EXERCISE AIM:
You are asked to filter the data below and copy every line holding "outline".

EXTRACTED INFORMATION:

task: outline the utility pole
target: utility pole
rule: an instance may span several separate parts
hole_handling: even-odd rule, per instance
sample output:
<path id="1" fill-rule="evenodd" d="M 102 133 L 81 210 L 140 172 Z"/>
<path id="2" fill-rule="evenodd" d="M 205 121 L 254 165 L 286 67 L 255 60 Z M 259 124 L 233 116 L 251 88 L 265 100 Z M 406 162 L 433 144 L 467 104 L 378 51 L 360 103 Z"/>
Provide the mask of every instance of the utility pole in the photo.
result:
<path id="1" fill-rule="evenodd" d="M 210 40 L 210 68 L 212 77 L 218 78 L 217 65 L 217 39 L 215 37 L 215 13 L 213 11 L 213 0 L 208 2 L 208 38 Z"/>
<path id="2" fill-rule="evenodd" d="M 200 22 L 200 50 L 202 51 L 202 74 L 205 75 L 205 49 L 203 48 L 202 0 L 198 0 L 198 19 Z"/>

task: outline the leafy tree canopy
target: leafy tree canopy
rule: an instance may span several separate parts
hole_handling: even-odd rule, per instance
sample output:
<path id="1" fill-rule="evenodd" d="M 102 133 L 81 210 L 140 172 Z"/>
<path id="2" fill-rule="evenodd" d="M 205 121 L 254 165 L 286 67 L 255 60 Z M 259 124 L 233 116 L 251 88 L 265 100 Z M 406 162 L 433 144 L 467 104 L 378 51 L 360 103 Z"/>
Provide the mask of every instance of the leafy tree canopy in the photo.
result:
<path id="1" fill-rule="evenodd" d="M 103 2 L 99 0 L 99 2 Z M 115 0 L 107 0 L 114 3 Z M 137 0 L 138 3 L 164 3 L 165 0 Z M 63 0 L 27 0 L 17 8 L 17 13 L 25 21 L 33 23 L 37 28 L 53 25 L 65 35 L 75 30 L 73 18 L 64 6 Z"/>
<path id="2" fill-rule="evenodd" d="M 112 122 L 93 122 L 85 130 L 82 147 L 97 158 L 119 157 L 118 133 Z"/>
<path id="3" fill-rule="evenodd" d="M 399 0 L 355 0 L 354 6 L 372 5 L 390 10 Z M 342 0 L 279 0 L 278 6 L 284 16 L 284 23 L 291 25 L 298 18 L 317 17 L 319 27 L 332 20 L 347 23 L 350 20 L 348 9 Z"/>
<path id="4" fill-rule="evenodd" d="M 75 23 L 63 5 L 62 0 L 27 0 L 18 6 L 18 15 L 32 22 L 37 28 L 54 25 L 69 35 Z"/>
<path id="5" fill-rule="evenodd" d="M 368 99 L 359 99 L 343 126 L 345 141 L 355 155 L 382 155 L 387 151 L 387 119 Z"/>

RESULT OF THE TASK:
task: outline the utility pole
task: outline the leafy tree canopy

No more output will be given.